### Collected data
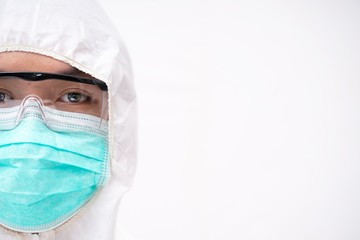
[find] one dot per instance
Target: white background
(249, 119)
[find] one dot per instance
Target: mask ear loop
(31, 98)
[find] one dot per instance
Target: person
(67, 121)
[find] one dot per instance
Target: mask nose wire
(30, 100)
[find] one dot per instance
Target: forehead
(32, 62)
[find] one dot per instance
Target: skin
(54, 93)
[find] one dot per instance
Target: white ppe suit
(78, 33)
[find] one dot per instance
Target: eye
(74, 97)
(4, 97)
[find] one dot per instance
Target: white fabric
(79, 33)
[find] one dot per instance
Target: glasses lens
(63, 95)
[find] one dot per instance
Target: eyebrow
(71, 71)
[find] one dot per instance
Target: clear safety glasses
(51, 94)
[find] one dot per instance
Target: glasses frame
(40, 76)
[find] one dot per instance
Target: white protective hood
(79, 33)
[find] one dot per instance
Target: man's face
(61, 95)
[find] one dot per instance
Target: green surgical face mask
(48, 172)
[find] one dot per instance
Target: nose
(31, 103)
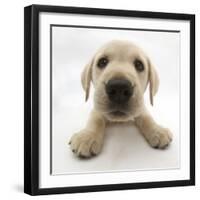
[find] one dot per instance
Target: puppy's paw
(160, 138)
(86, 144)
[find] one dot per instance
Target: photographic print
(113, 99)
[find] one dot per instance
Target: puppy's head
(120, 72)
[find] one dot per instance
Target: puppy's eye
(139, 65)
(102, 62)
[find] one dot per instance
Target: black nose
(119, 90)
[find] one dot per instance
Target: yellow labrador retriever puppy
(120, 72)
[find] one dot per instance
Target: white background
(11, 101)
(124, 148)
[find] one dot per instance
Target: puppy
(120, 72)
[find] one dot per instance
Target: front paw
(160, 138)
(86, 144)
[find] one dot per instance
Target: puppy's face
(120, 72)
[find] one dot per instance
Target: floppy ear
(86, 78)
(153, 82)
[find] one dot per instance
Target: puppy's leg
(156, 135)
(89, 141)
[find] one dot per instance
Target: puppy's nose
(119, 90)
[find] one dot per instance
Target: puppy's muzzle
(119, 91)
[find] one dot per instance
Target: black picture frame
(31, 98)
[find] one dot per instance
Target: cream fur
(89, 141)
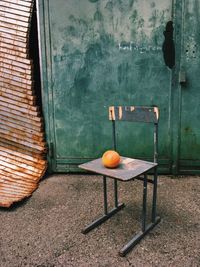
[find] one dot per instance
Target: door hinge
(182, 77)
(51, 150)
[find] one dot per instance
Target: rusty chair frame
(137, 169)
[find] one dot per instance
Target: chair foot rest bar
(102, 219)
(138, 237)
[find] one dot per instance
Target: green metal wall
(99, 53)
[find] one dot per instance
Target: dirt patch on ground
(45, 230)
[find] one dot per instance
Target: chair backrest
(136, 114)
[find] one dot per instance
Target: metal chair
(129, 169)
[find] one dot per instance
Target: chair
(129, 169)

### ACTION ITEM
Give again only the lines starting at the one that contains "Target: metal chair" and running to the end of the data.

### ANSWER
Target: metal chair
(129, 169)
[find] one dot per instance
Target: chair
(129, 169)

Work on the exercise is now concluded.